» **REQUIREMENTS**
Starting at the first of the rows below and ending at the line that contains "148L95 130L86 125L31", write those lines out again with "white picket fence" replaced by "wooden fence" and nothing else changed. Leave the pictures out.

» **RECORDS FOR THIS EXERCISE**
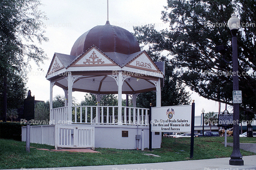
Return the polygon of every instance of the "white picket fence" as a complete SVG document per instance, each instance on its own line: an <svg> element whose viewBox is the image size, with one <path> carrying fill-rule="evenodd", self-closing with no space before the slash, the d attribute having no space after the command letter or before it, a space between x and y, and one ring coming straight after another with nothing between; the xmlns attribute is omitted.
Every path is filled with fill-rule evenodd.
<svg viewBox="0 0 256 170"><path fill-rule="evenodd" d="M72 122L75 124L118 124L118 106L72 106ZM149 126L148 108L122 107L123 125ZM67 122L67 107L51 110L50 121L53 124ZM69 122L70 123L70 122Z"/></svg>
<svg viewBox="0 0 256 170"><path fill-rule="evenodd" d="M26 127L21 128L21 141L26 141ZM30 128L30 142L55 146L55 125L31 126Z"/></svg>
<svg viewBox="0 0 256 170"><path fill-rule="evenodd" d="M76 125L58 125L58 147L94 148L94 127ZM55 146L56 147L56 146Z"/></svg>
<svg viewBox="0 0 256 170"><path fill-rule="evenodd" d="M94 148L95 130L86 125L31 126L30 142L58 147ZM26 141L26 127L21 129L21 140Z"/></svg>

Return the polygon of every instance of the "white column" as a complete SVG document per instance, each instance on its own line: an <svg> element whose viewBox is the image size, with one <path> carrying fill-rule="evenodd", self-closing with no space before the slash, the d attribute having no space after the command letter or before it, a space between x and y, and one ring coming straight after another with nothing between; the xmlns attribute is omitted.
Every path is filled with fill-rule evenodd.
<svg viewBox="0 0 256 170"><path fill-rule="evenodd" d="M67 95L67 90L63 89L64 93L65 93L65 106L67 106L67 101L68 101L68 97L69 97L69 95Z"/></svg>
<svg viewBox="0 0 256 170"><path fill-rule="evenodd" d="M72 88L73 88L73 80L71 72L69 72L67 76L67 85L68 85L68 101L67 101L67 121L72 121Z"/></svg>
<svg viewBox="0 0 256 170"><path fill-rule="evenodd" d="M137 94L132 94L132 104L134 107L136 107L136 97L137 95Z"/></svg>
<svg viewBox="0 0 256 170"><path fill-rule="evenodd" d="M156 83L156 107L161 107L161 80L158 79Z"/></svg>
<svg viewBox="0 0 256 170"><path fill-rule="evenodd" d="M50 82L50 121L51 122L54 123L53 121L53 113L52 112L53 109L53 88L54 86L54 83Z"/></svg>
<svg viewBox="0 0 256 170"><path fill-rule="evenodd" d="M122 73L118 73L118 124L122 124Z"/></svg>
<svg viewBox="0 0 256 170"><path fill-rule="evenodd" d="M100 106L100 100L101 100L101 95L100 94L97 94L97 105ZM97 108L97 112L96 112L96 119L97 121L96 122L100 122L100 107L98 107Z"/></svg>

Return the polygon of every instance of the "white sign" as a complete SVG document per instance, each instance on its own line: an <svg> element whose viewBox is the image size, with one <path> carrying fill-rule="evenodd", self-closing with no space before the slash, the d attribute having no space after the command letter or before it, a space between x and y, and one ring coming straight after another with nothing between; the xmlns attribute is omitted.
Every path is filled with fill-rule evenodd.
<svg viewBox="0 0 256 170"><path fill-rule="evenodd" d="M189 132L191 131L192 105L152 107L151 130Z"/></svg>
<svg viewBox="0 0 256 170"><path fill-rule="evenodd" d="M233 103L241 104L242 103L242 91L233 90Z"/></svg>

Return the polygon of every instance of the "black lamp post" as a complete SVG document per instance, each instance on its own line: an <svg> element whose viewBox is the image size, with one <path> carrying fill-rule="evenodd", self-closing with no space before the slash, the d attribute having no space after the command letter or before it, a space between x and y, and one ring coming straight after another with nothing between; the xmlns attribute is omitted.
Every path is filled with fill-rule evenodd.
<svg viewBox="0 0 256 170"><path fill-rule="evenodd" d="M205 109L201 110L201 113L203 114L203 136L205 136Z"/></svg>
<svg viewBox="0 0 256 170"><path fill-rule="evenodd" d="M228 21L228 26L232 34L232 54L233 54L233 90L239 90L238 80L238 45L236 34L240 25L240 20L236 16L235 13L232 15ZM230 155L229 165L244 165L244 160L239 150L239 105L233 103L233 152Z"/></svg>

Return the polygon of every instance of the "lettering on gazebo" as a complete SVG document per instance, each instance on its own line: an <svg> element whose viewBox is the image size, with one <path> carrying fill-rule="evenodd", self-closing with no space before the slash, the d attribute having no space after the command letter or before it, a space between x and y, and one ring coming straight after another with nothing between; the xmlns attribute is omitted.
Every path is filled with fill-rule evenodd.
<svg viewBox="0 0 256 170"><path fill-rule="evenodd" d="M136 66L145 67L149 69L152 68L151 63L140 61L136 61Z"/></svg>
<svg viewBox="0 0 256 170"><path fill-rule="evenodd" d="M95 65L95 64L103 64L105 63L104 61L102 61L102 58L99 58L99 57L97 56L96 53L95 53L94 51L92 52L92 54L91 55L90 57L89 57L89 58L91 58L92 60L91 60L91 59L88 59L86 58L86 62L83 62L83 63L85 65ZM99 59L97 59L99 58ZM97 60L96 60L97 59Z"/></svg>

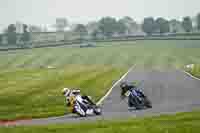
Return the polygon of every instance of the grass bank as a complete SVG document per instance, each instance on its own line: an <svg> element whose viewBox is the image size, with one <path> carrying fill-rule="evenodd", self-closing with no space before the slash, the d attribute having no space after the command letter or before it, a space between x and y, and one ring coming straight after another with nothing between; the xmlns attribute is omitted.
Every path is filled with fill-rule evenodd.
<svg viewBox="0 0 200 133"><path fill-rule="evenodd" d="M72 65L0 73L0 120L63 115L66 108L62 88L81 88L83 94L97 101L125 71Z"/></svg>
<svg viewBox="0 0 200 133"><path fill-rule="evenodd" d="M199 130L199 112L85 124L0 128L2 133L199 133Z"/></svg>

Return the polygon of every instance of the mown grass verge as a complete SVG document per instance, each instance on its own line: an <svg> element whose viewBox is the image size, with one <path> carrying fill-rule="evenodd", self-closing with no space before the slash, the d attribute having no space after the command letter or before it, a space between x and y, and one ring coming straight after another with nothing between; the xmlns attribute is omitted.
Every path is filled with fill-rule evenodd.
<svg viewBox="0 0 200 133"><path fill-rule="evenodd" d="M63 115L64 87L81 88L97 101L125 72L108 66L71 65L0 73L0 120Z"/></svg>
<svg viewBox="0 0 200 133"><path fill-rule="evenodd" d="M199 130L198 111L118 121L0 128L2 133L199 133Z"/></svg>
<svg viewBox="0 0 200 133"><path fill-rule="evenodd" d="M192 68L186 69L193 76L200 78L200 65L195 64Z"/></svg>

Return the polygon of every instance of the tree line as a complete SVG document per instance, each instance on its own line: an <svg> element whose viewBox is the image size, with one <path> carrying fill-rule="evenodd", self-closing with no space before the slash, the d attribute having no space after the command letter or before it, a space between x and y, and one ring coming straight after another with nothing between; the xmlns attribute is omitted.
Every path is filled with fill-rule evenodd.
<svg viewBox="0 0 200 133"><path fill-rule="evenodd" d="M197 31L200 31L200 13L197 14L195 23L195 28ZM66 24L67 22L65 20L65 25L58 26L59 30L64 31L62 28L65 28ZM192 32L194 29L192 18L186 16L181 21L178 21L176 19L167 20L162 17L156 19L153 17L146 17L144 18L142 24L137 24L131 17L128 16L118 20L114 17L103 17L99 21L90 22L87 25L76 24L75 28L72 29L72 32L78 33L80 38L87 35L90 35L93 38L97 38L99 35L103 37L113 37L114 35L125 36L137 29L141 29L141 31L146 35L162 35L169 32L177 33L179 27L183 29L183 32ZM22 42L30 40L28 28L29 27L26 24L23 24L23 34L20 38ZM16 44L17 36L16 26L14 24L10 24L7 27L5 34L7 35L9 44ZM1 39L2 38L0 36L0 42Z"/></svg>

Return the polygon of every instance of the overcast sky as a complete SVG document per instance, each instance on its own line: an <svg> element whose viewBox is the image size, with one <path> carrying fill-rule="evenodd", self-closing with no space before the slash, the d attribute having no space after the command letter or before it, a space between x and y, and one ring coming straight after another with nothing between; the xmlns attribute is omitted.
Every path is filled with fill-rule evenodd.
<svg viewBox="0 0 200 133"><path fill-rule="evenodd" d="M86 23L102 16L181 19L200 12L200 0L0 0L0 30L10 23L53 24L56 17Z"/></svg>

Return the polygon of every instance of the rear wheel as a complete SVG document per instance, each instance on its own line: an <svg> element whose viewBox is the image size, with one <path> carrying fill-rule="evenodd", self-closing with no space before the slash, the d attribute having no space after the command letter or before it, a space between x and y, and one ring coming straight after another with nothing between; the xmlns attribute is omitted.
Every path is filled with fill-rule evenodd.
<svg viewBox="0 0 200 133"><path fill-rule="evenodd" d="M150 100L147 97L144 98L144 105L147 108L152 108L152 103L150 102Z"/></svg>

» **FULL OUTPUT**
Return the polygon of every instance of the "wooden fence" as a complete SVG document per instance, each instance on its own line: an <svg> element whose viewBox is the image size, with one <path> carrying fill-rule="evenodd", self-closing with no space before the slash, the d attribute having no space after the command letter or before it, a space between x and y, and one ring coming straight after another with nothing between; the xmlns attribute is omitted.
Every path is filled with fill-rule evenodd.
<svg viewBox="0 0 256 170"><path fill-rule="evenodd" d="M72 122L75 124L118 124L118 106L72 106ZM149 126L148 108L122 107L123 125ZM67 122L67 107L51 110L50 121L53 124ZM69 122L70 123L70 122Z"/></svg>
<svg viewBox="0 0 256 170"><path fill-rule="evenodd" d="M26 127L21 128L21 141L26 141ZM30 128L30 142L55 146L55 125L31 126Z"/></svg>
<svg viewBox="0 0 256 170"><path fill-rule="evenodd" d="M76 125L58 125L58 147L94 148L94 127ZM55 146L56 147L56 146Z"/></svg>
<svg viewBox="0 0 256 170"><path fill-rule="evenodd" d="M94 148L95 130L86 125L31 126L30 142L58 147ZM26 141L26 127L21 129L21 140Z"/></svg>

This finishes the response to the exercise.